BEGIN

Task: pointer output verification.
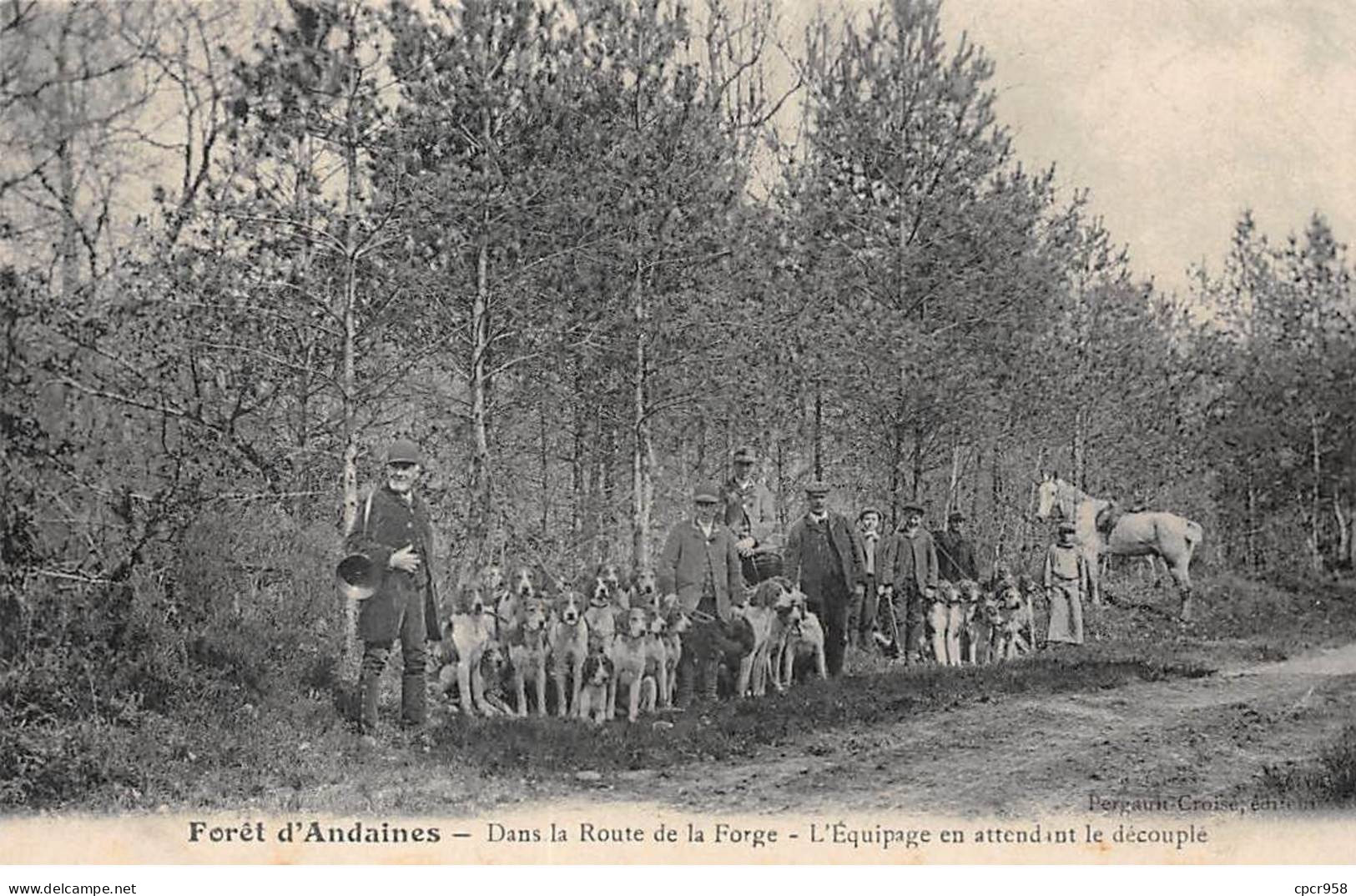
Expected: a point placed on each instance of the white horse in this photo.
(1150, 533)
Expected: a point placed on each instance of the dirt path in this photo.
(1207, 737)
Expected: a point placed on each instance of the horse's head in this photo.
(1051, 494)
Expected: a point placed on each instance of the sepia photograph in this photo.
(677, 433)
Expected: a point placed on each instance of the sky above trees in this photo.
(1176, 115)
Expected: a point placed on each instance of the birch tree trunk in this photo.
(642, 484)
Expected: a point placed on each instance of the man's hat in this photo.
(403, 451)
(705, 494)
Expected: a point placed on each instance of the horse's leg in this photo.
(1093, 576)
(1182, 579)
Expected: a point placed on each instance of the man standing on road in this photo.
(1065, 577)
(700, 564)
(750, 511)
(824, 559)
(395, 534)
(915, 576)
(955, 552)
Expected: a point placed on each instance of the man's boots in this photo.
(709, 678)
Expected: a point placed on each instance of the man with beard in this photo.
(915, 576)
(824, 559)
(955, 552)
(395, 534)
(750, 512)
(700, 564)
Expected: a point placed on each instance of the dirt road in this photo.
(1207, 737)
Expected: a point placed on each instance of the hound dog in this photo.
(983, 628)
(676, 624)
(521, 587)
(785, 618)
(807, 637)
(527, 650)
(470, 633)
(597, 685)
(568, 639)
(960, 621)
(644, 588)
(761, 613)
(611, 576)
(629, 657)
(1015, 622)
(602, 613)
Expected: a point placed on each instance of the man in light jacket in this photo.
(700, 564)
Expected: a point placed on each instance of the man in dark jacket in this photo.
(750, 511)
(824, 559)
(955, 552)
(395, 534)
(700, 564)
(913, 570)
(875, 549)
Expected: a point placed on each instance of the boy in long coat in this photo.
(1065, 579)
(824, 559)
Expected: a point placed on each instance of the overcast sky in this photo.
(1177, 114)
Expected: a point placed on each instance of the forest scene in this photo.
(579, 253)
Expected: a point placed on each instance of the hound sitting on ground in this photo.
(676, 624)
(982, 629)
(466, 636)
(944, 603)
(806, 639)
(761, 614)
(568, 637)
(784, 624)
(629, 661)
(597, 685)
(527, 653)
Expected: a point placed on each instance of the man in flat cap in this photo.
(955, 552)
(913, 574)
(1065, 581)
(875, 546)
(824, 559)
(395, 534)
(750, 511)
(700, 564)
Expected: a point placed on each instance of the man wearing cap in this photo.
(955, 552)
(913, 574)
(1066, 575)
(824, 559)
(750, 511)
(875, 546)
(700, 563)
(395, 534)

END

**WHAT TO DO**
When you write out the material again, keep every word exact and omit the pictures.

**TASK RESULT**
Task: pointer output verification.
Expected: a point placed on each instance of the white horse in this photo.
(1150, 533)
Expected: a point placed on each instance of the dirt path in this photo.
(1207, 737)
Expected: a point placed on each instance of the horse's head in this photo.
(1051, 494)
Expected: a point placed on each instance of the sepia photograph in this photo.
(677, 433)
Expected: a point placed on each instance of the sky above trees in this photo.
(1176, 115)
Expected: a point placed on each instance of the birch tree trunk in this photo.
(642, 484)
Expected: a point placed on each instance of the man's hat in this photo.
(403, 451)
(705, 494)
Expected: a point placed on each instance of the horse's leg in this photo.
(1093, 576)
(1182, 579)
Expected: a point placed on each instance of the man standing on road in this photo.
(1065, 577)
(700, 564)
(750, 511)
(824, 559)
(395, 534)
(915, 576)
(955, 552)
Expected: a point placed on each instance of the man's boots in this photo.
(709, 678)
Expected: a point placed on each instance of the man with beard in this photo.
(915, 576)
(824, 559)
(955, 552)
(395, 534)
(750, 512)
(700, 564)
Expected: a point placed on each instance of the dirt road in this photo.
(1207, 737)
Expected: a point placed on each instance of the hound dog in this photo.
(983, 628)
(676, 624)
(521, 587)
(785, 618)
(807, 637)
(527, 650)
(470, 633)
(597, 685)
(568, 639)
(960, 621)
(644, 588)
(761, 613)
(611, 576)
(629, 657)
(1015, 622)
(602, 613)
Expected: a point placed on each instance of the man in light jacket in this photo.
(700, 564)
Expected: a point placed on each instance of the man in dark jacket in this photo.
(750, 511)
(824, 559)
(955, 552)
(395, 534)
(700, 564)
(913, 570)
(875, 549)
Expected: a point placed on each instance of the boy in long coat in this photo.
(1065, 579)
(824, 559)
Expected: a point placed on each instance of the overcast sky in this photo.
(1177, 114)
Expected: a point placed on each instance of the forest scene in this photo.
(579, 253)
Expected: a point placed on each instance of the hound sitting on ground in this photo.
(676, 624)
(982, 629)
(466, 636)
(944, 603)
(806, 639)
(761, 614)
(568, 637)
(784, 624)
(629, 661)
(597, 685)
(527, 653)
Expected: a point placed on each instance of the man in flat cap in this photo.
(955, 552)
(913, 574)
(1065, 581)
(875, 546)
(824, 559)
(395, 534)
(750, 511)
(700, 564)
Expected: a point placed on each instance of the man wearing cap in this photo.
(955, 552)
(913, 574)
(1066, 575)
(824, 559)
(750, 511)
(875, 546)
(700, 563)
(395, 534)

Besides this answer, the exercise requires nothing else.